Entries pointing to named objects:
──────

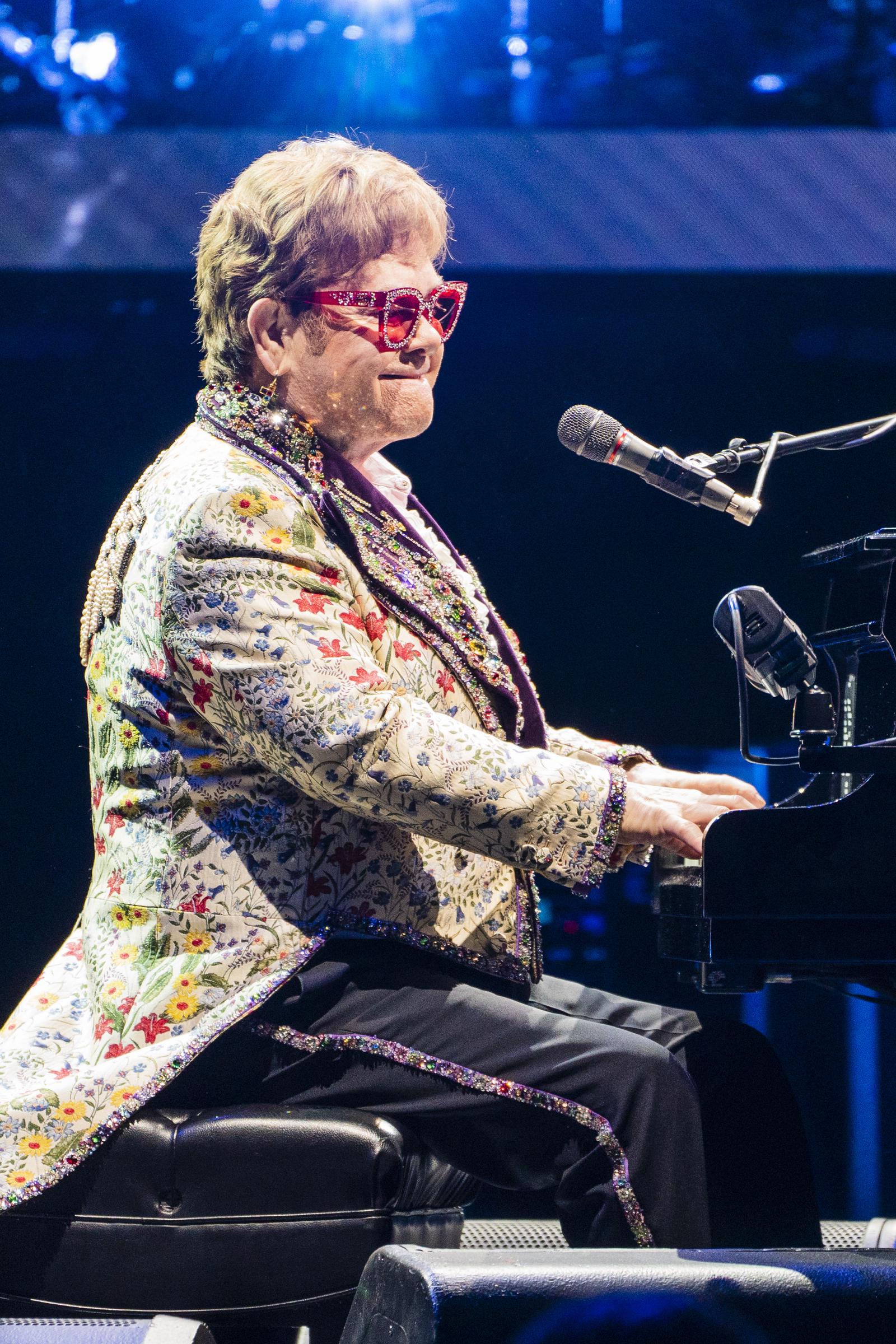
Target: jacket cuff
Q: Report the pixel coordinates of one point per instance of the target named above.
(601, 858)
(628, 754)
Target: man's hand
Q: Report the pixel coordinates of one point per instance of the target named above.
(672, 808)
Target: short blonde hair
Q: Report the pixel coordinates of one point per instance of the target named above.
(296, 221)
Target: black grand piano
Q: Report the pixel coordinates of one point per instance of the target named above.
(806, 889)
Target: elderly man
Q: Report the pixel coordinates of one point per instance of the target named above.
(323, 783)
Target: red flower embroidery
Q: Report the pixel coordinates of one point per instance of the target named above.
(152, 1026)
(368, 679)
(331, 650)
(348, 857)
(445, 683)
(116, 1050)
(202, 694)
(375, 626)
(197, 905)
(312, 603)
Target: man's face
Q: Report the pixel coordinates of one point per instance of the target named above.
(358, 395)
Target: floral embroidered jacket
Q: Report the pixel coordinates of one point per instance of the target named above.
(293, 730)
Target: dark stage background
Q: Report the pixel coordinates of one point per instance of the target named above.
(610, 585)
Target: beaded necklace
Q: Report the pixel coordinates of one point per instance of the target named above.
(428, 595)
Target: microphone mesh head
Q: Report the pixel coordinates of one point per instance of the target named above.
(589, 432)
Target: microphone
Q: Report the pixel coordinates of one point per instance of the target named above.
(594, 435)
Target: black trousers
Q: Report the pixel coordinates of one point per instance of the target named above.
(711, 1132)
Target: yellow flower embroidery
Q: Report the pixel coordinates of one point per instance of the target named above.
(198, 941)
(277, 538)
(34, 1146)
(249, 503)
(129, 736)
(128, 805)
(70, 1110)
(123, 1094)
(182, 1006)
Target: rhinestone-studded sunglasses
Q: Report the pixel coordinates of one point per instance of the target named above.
(401, 310)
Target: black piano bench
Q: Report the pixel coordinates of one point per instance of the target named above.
(255, 1220)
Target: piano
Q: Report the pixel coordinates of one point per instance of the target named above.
(806, 889)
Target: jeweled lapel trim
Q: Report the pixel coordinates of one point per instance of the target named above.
(403, 572)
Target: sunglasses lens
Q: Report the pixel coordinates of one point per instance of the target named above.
(445, 312)
(401, 318)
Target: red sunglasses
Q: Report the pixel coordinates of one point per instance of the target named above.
(399, 310)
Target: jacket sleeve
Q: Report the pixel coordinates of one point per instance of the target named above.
(267, 635)
(570, 743)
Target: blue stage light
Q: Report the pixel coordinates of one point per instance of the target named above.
(769, 84)
(93, 59)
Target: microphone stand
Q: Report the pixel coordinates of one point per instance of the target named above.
(781, 444)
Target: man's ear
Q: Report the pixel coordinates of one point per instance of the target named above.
(268, 324)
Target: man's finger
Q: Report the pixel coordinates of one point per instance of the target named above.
(683, 838)
(727, 784)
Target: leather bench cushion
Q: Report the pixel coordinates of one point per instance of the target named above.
(228, 1210)
(253, 1161)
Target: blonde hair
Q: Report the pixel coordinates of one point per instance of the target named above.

──────

_TASK INSTRUCTIONS:_
Copy the material above word for word, leaving out the pictures.

_SOLVED PROBLEM:_
Target: jacket cuff
Q: Report the pixel coordinates of one point per instance of the target named above.
(601, 858)
(628, 754)
Target: man's hand
Q: Report the pixel coordinates of one point per instance of the target named above.
(672, 808)
Target: short blonde hair
Q: Report the pixel coordinates of one point per instance of the target named above.
(296, 221)
Target: black grand piano
Q: Report the pixel coordinates of one point per instance of the target named above.
(806, 889)
Target: elderly man
Q: Report the pixel coordinates of one point per instance of the target named above.
(323, 783)
Target: red flower embroidery
Q: Report the pixel coordinates of one point per instance of the target named above.
(152, 1026)
(368, 679)
(331, 650)
(348, 857)
(445, 683)
(116, 1050)
(202, 694)
(375, 626)
(197, 905)
(312, 603)
Target: man's face
Q: Report the pixel coordinates of one point per instance of the target named above.
(358, 395)
Target: floral embroidered jacket
Q: Report the pixel coordinates of one point per instance of the target named above.
(293, 730)
Target: dark stage background
Q: Report the pixel coordinates of one point per instance of the target named above.
(610, 585)
Target: beaded necklace
Q: Report the pixel coordinates of one point per instance of the target named above.
(428, 595)
Target: microphone mesh head
Q: Report the pixel coordinates of one point per instance of the target named above.
(589, 432)
Target: microphone
Q: Report the pixel coordinates of one point per instance of the target named above.
(594, 435)
Target: black trousers
Q: Report the pixel coordinates of one point per instance of the target named above.
(711, 1132)
Target: yellow flower embroidery
Q: Report the pixel coordinates of one point per instance of the target named above.
(198, 941)
(277, 538)
(34, 1146)
(249, 503)
(129, 736)
(128, 805)
(70, 1110)
(123, 1094)
(182, 1006)
Target: rhinestone-studded sunglasses
Q: Report the pixel coordinates of one point per instance of the target named above.
(401, 310)
Target: black piano bench
Q: Report the pixel coordinates of one point per instance of the target named above.
(255, 1220)
Target: piano
Q: Report the pixel coordinates of one point per instance of the target named above.
(806, 889)
Target: jeweled lapel trim
Q: Report the pixel coordinates of one point per instance of the target named above.
(403, 572)
Target: sunglasses lens
Q: Report the pixel coordinates of one point per instance of the target named above.
(445, 312)
(401, 318)
Target: red sunglasses
Q: Report the pixel coordinates of one point per instance of the target named above.
(399, 310)
Target: jacket sleeve
Q: Report the pixel coordinates of one point per instance of the target named above.
(267, 635)
(570, 743)
Target: blue stage light
Q: Report the pixel coordinates of one point per instance of the target named above.
(769, 84)
(93, 59)
Target: microphone stand
Q: Report the pixel coordinates of one point per instance of the target named above.
(781, 444)
Target: man's ear
Q: Report the pixel coordinates of one point per instance of the target named above.
(268, 324)
Target: man's finger
Q: Report the pixel coordinates of one point per instance of the target named above.
(683, 838)
(727, 784)
Target: leather bench cushion
Q: Report the pixel coordinates of one point per instance of the target named above.
(228, 1210)
(253, 1161)
Target: blonde hair
Q: Report the pixel coordinates of one point per instance of the target named above.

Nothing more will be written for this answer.